Questions —
1) In the commentary on metaphors and similes in A Constellation of Vital Phenomena, which character answers a metaphor by saying, "You're quoting Stalin"?
2) Pick up the commentary on metaphors and similes in A Constellation of Vital Phenomena after its final sentence and write the next passage.

A Constellation of Vital Phenomena Metaphors and Similes

A Constellation of Vital Phenomena Metaphors and Similes

And Now a Word from Stalin...Maybe

“Denial is the first impulse of a traitor.”

Akhmed’s response to another character making this metaphor during conversation is an accusatory, “You’re quoting Stalin.” While the quote is attributed to Stalin in a famous political thriller by another writer, the evidence supporting Akhmed’s accusatory tone is ambiguous at best. While Stalin may have said it on a number of occasions and almost certainly believed it, solid attribution is prickly at best. Nevertheless, it is a fine metaphorical composition.

Metaphorical Layers

“This hospital is a madhouse.”

Akhmed himself makes this observation out loud and, in turn, receives an accusatory response from an offended new mother. The term “madhouse” has a certain connotation in regard to hospital settings, as the woman’s scornful look regarding the state of her newborn’s sanity implies. For a long period of time, a “madhouse” was a hospital in name only; treatment of its patients tended to resemble more that of inmates by jailers. Today, of course, the phrase carries the weight of a very famous pop culture reference: Charlton Heston’s astronaut’s outrage at finding himself on a planet where ape evolved from men.

Stored data —
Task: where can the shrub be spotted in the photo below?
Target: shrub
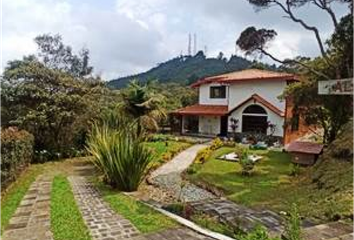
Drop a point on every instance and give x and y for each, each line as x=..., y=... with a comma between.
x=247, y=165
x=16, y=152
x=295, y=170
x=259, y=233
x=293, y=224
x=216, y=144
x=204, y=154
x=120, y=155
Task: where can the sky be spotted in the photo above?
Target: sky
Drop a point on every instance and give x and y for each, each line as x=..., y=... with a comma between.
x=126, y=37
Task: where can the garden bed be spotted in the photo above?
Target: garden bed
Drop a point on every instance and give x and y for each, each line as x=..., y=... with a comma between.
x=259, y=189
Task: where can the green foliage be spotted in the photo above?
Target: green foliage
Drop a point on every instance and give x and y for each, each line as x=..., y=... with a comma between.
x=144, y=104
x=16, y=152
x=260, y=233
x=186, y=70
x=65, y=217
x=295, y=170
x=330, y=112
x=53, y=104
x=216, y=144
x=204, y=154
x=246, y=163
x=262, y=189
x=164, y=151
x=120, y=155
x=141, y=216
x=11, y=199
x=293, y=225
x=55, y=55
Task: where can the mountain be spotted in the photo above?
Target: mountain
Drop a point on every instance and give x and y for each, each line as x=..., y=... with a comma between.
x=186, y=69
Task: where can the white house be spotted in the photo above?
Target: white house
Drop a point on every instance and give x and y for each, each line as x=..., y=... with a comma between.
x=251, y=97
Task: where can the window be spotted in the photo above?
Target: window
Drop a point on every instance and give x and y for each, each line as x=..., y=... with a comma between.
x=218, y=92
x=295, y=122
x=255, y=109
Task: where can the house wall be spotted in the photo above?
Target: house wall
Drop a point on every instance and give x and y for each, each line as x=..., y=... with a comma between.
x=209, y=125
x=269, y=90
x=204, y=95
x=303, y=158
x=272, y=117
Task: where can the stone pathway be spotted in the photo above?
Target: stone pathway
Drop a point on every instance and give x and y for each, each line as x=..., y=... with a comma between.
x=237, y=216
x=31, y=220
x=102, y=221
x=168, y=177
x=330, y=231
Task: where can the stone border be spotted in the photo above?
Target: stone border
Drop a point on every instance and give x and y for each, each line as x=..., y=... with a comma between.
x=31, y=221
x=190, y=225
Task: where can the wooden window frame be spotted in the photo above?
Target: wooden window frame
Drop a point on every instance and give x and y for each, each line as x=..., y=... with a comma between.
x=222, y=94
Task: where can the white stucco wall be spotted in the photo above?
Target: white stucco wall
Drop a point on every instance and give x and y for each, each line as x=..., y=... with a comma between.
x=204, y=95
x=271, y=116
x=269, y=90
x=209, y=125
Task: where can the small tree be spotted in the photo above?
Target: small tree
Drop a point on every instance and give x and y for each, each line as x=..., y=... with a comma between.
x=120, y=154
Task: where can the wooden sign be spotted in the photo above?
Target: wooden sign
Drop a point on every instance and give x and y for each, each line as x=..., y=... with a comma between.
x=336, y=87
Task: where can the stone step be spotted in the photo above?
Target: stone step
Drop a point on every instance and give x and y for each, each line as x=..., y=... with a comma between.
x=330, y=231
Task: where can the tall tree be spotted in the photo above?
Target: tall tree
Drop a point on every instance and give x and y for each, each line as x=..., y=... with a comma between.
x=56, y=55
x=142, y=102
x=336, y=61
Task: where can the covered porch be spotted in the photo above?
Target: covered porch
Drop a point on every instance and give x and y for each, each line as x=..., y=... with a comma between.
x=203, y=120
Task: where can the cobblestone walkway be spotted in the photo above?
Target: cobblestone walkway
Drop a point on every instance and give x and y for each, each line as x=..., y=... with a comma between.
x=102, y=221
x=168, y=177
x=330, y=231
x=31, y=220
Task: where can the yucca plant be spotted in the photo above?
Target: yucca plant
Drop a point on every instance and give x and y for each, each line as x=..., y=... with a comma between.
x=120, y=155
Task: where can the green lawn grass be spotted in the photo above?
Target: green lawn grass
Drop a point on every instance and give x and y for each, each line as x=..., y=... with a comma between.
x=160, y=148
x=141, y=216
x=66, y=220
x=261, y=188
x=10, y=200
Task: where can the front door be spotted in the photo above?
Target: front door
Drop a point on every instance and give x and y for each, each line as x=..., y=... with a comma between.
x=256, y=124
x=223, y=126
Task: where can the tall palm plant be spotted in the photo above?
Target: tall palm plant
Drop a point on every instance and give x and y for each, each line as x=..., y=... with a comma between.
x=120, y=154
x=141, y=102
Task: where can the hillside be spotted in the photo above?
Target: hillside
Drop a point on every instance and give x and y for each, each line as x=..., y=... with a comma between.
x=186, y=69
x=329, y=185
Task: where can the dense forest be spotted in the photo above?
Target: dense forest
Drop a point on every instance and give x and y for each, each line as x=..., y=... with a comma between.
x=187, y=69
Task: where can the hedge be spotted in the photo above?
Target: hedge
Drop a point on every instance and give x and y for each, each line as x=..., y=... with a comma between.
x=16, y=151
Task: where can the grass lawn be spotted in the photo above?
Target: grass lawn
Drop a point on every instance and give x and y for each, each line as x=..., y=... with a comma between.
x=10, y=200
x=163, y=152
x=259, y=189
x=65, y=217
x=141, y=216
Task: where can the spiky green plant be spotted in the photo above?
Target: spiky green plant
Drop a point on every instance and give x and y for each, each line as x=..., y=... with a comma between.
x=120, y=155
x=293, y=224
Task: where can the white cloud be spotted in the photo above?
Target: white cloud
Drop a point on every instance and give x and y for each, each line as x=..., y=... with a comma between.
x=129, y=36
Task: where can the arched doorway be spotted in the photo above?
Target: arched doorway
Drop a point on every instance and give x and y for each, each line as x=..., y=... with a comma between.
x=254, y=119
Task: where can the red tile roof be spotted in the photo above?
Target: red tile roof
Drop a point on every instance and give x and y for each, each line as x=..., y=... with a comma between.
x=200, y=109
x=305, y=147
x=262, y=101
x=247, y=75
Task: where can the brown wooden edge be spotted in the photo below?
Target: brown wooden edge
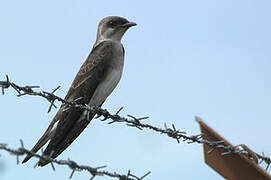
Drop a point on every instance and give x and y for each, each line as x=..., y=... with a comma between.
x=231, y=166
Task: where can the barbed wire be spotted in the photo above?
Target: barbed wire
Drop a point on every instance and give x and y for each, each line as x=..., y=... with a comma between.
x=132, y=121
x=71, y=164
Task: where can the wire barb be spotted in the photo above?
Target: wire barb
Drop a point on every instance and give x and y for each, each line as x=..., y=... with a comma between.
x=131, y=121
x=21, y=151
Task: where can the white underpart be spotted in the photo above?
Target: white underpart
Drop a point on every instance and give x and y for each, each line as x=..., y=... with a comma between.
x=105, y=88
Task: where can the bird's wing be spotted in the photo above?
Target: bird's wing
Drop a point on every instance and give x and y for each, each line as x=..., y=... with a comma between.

Answers to the tasks —
1) Akhmed

2)
Out of the Mouths of Babes

A little girl gets her first taste of a chocolate-flavored energy bar and is told it’s a cookie. It only takes one bite to confirm that it is not a cookie. So she is told it is flavored to taste like a cookie. To which the little girl replies:

“How can something be flavored like a cookie and not be a cookie?”

Now, That's a Skinny Girl!

The narrator at one point recalls Natasha and Sonja enjoying hide-and-seek as children. Natasha possess an attribute that have given her quite an advantage, but somehow didn’t:

“Natasha was slender enough to hide behind a broomstick, but Sonja always found her.”

But Only Skinny on the Outside

Sonja will much later try to describe the missing Natasha to border guards, camp officials and others, but explicitly bemoans her capacity to transform physical fact into efficient metaphor:

“how could an instrument as blunted as language express one as strange and fleeting as Natasha?”